#### Description of the task:
Go through the rows below and copy out each line that contains the string "player". Matches must have the same uppercase and lowercase letters.

#### Provided records:
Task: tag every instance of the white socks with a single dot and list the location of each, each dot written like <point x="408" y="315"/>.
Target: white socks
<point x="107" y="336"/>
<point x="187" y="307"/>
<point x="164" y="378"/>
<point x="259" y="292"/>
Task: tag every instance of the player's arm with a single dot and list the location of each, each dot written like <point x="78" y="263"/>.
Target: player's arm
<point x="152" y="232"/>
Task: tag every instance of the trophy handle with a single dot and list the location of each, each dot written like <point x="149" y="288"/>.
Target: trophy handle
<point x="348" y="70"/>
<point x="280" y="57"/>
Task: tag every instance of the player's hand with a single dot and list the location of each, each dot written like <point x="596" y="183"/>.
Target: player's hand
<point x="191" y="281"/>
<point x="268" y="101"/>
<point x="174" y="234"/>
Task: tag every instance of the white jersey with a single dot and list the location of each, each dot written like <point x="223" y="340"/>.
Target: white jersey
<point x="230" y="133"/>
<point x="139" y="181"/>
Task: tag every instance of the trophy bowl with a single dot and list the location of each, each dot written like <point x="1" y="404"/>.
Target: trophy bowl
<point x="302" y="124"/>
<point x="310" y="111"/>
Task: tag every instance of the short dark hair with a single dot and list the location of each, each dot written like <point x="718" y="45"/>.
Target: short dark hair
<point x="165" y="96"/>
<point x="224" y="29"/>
* * *
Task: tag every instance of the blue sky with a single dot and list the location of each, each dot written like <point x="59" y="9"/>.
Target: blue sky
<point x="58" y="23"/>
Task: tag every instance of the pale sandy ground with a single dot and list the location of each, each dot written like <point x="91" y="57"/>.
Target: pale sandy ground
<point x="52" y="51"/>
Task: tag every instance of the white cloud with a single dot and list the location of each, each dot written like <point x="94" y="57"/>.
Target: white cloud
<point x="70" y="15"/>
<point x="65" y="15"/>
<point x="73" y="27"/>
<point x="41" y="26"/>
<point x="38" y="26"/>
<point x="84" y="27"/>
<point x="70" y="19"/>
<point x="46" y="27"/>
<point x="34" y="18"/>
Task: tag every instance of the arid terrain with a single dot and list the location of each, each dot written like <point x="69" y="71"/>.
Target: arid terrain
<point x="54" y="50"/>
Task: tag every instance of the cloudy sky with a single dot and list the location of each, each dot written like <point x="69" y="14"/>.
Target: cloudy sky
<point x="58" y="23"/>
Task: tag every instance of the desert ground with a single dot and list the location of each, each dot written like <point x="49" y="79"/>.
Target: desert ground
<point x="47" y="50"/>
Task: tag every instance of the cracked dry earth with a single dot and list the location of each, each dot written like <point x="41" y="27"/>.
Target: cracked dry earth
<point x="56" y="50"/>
* * *
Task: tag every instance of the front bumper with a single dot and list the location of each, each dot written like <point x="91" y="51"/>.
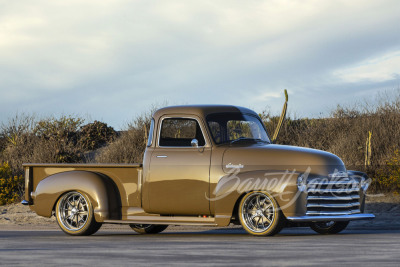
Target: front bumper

#### Solution below:
Task: tag every instance of the player's arm with a single dot and list the location of each, each dot written like <point x="78" y="263"/>.
Target: player's arm
Task: tag every instance of the player's hand with a single dot and list the location of each, each dot written like <point x="596" y="183"/>.
Target: player's hand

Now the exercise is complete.